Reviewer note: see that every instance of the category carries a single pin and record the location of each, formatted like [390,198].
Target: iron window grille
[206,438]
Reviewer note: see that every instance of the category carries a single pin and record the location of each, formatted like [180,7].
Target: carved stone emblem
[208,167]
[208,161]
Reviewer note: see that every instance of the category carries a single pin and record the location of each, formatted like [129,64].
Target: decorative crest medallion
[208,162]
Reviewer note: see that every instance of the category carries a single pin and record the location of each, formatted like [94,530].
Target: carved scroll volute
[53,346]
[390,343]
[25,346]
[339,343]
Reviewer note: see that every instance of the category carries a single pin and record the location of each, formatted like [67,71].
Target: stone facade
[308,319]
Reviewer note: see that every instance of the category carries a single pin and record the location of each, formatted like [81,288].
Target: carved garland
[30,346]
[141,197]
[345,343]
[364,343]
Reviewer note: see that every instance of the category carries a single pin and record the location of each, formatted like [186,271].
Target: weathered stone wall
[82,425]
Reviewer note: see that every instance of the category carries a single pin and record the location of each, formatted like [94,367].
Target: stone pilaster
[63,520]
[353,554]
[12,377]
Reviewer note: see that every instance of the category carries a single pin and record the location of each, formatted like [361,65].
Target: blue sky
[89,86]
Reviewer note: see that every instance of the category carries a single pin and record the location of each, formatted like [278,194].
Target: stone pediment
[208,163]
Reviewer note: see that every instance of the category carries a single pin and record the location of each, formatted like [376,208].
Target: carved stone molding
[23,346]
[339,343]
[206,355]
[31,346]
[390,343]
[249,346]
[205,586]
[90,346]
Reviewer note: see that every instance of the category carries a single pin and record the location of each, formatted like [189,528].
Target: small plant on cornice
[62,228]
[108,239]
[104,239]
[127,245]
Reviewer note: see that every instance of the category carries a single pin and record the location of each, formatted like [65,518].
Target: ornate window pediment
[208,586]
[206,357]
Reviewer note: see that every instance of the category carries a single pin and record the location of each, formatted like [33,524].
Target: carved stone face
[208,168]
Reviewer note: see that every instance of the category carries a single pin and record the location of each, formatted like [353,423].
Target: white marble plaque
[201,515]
----------
**任务说明**
把上面数据里所有的“Target”都换成“Label”，其他内容一字不动，把全部数据重新写一遍。

**练习答案**
Reviewer note: see that every instance of the category carries a single pin and record the location of each, formatted like [390,198].
Label: iron window grille
[206,438]
Reviewer note: see that every instance of the category carries a single pin and record the location of each, formatted like [180,7].
Label: carved stone emblem
[208,167]
[208,161]
Reviewer note: see that every instance of the category carries a single pin and record the location of each, formatted like [129,64].
Label: decorative crest medallion
[208,162]
Reviewer note: see that every instance of the category carries a single pin and record the location of each, formatted like [94,530].
Label: carved scroll volute
[53,346]
[390,343]
[25,346]
[339,343]
Reviewer note: see that every instance of the category carries a single pin and record the location of each, formatted like [67,71].
Label: stone facade
[308,319]
Reviewer note: see that every instance of the category carries a single pin and record the location of each, formatted like [81,288].
Label: carved garland
[30,346]
[141,197]
[345,343]
[364,343]
Reviewer note: see that every instance of the category carries a single pin and record the location of each, formatted like [186,271].
Label: weathered stone wall
[82,425]
Reviewer note: see that every instance of the category carries a single pin and record the location of each, formatted like [94,367].
Label: stone pilaster
[63,520]
[353,554]
[12,377]
Reviewer note: see that every instance of the category carries a single pin and record the location of each, formatted like [361,65].
Label: blue sky
[89,86]
Reviewer note: see that every instance of the category carries a single pin and record the location of each, formatted like [278,194].
Label: stone pediment
[208,163]
Reviewer note: see that every instance of the category carries a single pin and record the location of each, formatted like [376,208].
Label: carved stone molding
[23,346]
[339,343]
[206,355]
[31,346]
[390,343]
[249,346]
[205,586]
[90,346]
Reviewer note: see that every instance of the category carries a single pin and record the location of each, formatted like [189,528].
Label: small plant on cornice
[62,228]
[108,239]
[104,239]
[127,245]
Reviewer note: see that every instance of the category carries a single pin and record the location of each, formatted like [65,518].
Label: ornate window pediment
[208,586]
[206,357]
Reviewer note: see that every instance of the category carries a single pin and record the location of each, formatted like [33,524].
Label: carved stone face
[208,168]
Reviewer note: see that every instance of the category carries a single pin and record the location of each, formatted like [353,423].
Label: white marble plaque
[201,515]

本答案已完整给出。